Your tasks:
1: In the apodization window documentation below, output everything from "Window factors S1, S2, CG, ENBW" down to "IEEE. 1978 Jan;66(1):51-83.", copied word for word.
2: In the apodization window documentation below, what does the abbreviation ENBW stand for?

Excerpt to read:
++++++++

It is a little bit unsatisfying that the args need to be ordered for scipy.signal.get_window(). Probably use OrderedDict() for any windows that have more than one additional args.

For example “taper_family” = ‘general_gaussian’ “additional_args” = OrderedDict(“power”:1.5, “sigma”:7)

class aurora.time_series.apodization_window.ApodizationWindow(**kwargs)[source]

Bases: object

Instantiate an apodization window object. Example usages: apod_window = ApodizationWindow() taper=ApodizationWindow(taper_family=’hanning’, num_samples_window=55 )

Window factors S1, S2, CG, ENBW are modelled after Heinzel et al. p12-14 [1] Spectrum and spectral density estimation by the Discrete Fourier transform (DFT), including a comprehensive list of window functions and some new flat-top windows. G. Heinzel, A. Roudiger and R. Schilling, Max-Planck Institut fur Gravitationsphysik (Albert-Einstein-Institut) Teilinstitut Hannover February 15, 2002 See Also [2] Harris FJ. On the use of windows for harmonic analysis with the discrete Fourier transform. Proceedings of the IEEE. 1978 Jan;66(1):51-83.

Nomenclature from Heinzel et al. ENBW: Effective Noise BandWidth, see Equation (22) NENBW Normalized Equivalent Noise BandWidth, see Equation (21)

Parameters:

  • taper_family (string) – Specify the taper type - boxcar, kaiser, hanning, etc

  • num_samples_window (int) – The number of samples in the taper

  • taper (numpy array) – The actual window coefficients themselves. This can be passed if a particular custom window is desired.

  • additional_args (dictionary) – These are any additional requirements scipy needs in order to generate the window.

++++++++

Data supplied:
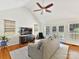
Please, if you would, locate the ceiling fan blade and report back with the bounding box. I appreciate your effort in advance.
[45,10,52,13]
[36,2,43,8]
[34,9,41,12]
[45,3,53,9]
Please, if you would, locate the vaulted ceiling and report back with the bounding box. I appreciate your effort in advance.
[0,0,79,22]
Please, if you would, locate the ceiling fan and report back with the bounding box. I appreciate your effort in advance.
[34,2,53,14]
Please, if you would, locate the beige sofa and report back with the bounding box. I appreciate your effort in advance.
[28,37,68,59]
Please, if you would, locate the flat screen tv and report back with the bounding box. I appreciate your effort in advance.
[20,27,32,35]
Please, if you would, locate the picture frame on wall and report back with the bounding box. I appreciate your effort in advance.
[34,24,38,32]
[46,26,50,35]
[52,26,57,32]
[59,26,64,32]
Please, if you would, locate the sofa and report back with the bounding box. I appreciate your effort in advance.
[28,37,68,59]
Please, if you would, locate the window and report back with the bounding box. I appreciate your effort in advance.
[59,26,64,32]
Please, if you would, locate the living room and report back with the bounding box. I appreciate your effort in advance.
[0,0,79,59]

++++++++

Full answers:
1:
Window factors S1, S2, CG, ENBW are modelled after Heinzel et al. p12-14 [1] Spectrum and spectral density estimation by the Discrete Fourier transform (DFT), including a comprehensive list of window functions and some new flat-top windows. G. Heinzel, A. Roudiger and R. Schilling, Max-Planck Institut fur Gravitationsphysik (Albert-Einstein-Institut) Teilinstitut Hannover February 15, 2002 See Also [2] Harris FJ. On the use of windows for harmonic analysis with the discrete Fourier transform. Proceedings of the IEEE. 1978 Jan;66(1):51-83.

2: Effective Noise BandWidth